Raw entries
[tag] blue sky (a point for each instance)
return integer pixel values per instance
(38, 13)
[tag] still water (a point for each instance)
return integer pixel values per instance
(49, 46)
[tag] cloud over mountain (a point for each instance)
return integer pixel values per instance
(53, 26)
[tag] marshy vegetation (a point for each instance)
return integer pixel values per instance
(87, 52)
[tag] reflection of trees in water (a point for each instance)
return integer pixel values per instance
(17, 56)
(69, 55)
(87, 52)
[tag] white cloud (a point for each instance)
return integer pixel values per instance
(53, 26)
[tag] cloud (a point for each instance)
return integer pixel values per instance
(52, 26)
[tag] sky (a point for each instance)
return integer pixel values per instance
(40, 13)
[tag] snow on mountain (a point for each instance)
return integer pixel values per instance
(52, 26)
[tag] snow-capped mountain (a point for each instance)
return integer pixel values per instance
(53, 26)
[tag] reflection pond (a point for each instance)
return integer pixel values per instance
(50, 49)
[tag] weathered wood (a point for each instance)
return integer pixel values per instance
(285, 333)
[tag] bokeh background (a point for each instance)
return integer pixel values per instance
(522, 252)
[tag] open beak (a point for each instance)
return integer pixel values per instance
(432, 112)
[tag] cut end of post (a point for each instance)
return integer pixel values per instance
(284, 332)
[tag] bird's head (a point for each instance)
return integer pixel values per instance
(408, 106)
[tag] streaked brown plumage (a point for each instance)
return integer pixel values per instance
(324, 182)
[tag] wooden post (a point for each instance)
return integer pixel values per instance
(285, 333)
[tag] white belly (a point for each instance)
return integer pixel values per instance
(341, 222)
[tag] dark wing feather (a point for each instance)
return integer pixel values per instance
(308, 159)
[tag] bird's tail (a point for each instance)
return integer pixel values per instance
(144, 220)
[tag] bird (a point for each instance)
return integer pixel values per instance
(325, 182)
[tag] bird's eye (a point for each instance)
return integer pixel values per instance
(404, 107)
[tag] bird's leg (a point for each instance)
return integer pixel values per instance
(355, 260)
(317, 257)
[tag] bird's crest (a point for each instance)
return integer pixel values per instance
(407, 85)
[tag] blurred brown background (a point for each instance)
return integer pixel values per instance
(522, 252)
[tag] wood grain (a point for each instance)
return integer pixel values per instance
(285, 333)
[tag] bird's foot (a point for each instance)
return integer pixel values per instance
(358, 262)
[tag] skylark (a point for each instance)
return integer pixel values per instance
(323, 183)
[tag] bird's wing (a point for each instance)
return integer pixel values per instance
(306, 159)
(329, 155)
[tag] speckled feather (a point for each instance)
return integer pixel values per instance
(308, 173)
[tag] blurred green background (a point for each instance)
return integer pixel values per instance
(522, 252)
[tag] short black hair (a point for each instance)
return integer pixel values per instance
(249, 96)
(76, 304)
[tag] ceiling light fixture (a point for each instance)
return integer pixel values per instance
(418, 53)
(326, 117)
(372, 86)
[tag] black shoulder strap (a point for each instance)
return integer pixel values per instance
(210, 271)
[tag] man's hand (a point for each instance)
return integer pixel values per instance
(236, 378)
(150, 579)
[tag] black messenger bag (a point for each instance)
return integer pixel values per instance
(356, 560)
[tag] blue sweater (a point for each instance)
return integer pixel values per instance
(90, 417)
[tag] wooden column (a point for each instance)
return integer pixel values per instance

EXERCISE:
Please extract every one of the entries above and reproduce each line verbatim, changing nothing.

EXERCISE RESPONSE:
[tag] blue sky (a point for each instance)
return integer pixel values per instance
(38, 13)
[tag] still water (a point for each instance)
return integer pixel values per instance
(49, 46)
[tag] cloud over mountain (a point for each instance)
return integer pixel values per instance
(53, 26)
[tag] marshy vegetation (a point for each instance)
return integer pixel values per instance
(87, 52)
[tag] reflection of trees in water (a point for each instance)
return integer pixel values per instance
(17, 56)
(69, 55)
(87, 52)
[tag] white cloud (a point for each instance)
return integer pixel values per instance
(53, 26)
[tag] cloud (a point for each instance)
return integer pixel values per instance
(52, 26)
[tag] sky (a point for each instance)
return integer pixel values per instance
(40, 13)
[tag] snow on mountain (a point for each instance)
return integer pixel values per instance
(52, 26)
[tag] snow-capped mountain (a point for each instance)
return integer pixel values per instance
(53, 26)
[tag] reflection pond (a point for each instance)
return integer pixel values per instance
(50, 49)
[tag] weathered wood (a point for each instance)
return integer pixel values per instance
(285, 333)
[tag] bokeh background (a point for each instance)
return integer pixel values per instance
(522, 252)
[tag] open beak (a point for each instance)
return integer pixel values per instance
(432, 112)
[tag] cut end of post (a point for each instance)
return integer pixel values per instance
(284, 332)
[tag] bird's head (a point for each instance)
return integer pixel values per instance
(408, 106)
[tag] streaked brown plumage (a point for each instance)
return integer pixel values per instance
(324, 182)
[tag] wooden post (a point for each instance)
return integer pixel values per instance
(285, 333)
[tag] white belly (a point for each instance)
return integer pixel values per instance
(341, 222)
[tag] dark wing feather (a point for each instance)
return integer pixel values per instance
(308, 159)
[tag] bird's tail (a point for each instance)
return integer pixel values per instance
(144, 220)
[tag] bird (a point for each instance)
return integer pixel values per instance
(325, 182)
[tag] bird's eye (a point for each instance)
return integer pixel values per instance
(404, 107)
[tag] bird's leg (a point for each instance)
return integer pixel values per instance
(355, 260)
(317, 257)
[tag] bird's crest (a point for each instance)
return integer pixel values per instance
(407, 85)
[tag] blurred brown background (a point for each instance)
return integer pixel values per instance
(522, 252)
[tag] wood grain (a point for each instance)
return integer pixel values per instance
(285, 333)
[tag] bird's foot (a point for each instance)
return integer pixel values per instance
(358, 262)
[tag] skylark (a point for each instance)
return integer pixel values per instance
(323, 183)
[tag] bird's wing (a point for each instance)
return integer pixel values per instance
(306, 159)
(329, 155)
[tag] speckled feather (a point for each instance)
return integer pixel values per instance
(308, 173)
[tag] blurred green background (a point for each instance)
return integer pixel values per instance
(522, 252)
[tag] short black hair (a point for each instance)
return integer pixel values per instance
(249, 96)
(76, 304)
[tag] ceiling light fixture (a point for each instance)
return integer pixel values per instance
(418, 53)
(326, 117)
(372, 86)
[tag] black shoulder strap (a point for each instance)
return integer pixel values per instance
(210, 271)
[tag] man's hand (a point for each instance)
return integer pixel values per instance
(236, 378)
(150, 579)
[tag] black messenger bag (a point for each instance)
return integer pixel values per instance
(356, 560)
[tag] blue sweater (a point for each instance)
return integer pixel values per instance
(90, 417)
[tag] wooden column (a point for each instance)
return integer pixel values per instance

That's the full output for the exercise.